PASSAGE PROVIDED: Begin

The molecular structures of Asclepias cardenolides have been intensively studied in the past [52,53,54]. On the basis of X-ray analysis, their principle structures have been determined: the triterpene scaffold of Asclepias cardenolides has the common feature of an α-orientation of the methine proton at C-5; therefore, the rings A and B of the scaffold are trans-fused [55]. Analysis of the NMR data led us to the conclusion that 1, 2, and 4 are coroglaucigenin-type molecules with a hydroxylation at C-19, while compound 3 is a calotropin derivative (Figure 2). We found compounds with one or two glycosylations, whereas in the previous study of the seeds, four cardenolides containing cellobiosyl units were reported [45].

Compound 1 has the molecular formula of C₂₉H₄₄O₁₀, determined by the ion peak at m/z 553.3015 [M + H]⁺ (calculated for C₂₉H₄₅O₁₀, m/z 553.3013). It is a coroglaucigenin derivative with one glycosylation, analogous to 4′-O-β-glucopyranosyl frugoside (5) [45]. However, the sugar moiety bound to the sterol at position C-3 shows, unlike for many cardenolides reported in Asclepias, an oxidized methylene at C-6′. (Supporting Information, Figures S3–S11)

Further analysis of the glycosyl relative configuration revealed that the carbinolic protons H-1′and H-3′ are both in equatorial position. Proton H-3′ is furthermore in syn-periplanar position to H-2′ and H-4′. We therefore assumed an α-oriented hydroxyl function in position C-3′ (Figure 3). This stereochemistry is characteristic for allose, the C-3′ epimer of glucose [56]. Compound 1 is, accordingly, 3-O-β-allopyranosyl coroglaucigenin (see Supporting Information, Figure S5 for the IUPAC name).

PASSAGE PROVIDED: End
DATASET SECTION: Begin

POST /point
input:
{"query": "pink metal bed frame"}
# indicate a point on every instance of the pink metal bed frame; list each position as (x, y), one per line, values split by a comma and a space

DATASET SECTION: End

YOUR INSTRUCTIONS. Retype everything in the cardenolide passage from "Further analysis of" down to "the IUPAC name).". The data has nothing to do with the passage on Asclepias cardenolides.

EXPECTED ANSWER.
Further analysis of the glycosyl relative configuration revealed that the carbinolic protons H-1′and H-3′ are both in equatorial position. Proton H-3′ is furthermore in syn-periplanar position to H-2′ and H-4′. We therefore assumed an α-oriented hydroxyl function in position C-3′ (Figure 3). This stereochemistry is characteristic for allose, the C-3′ epimer of glucose [56]. Compound 1 is, accordingly, 3-O-β-allopyranosyl coroglaucigenin (see Supporting Information, Figure S5 for the IUPAC name).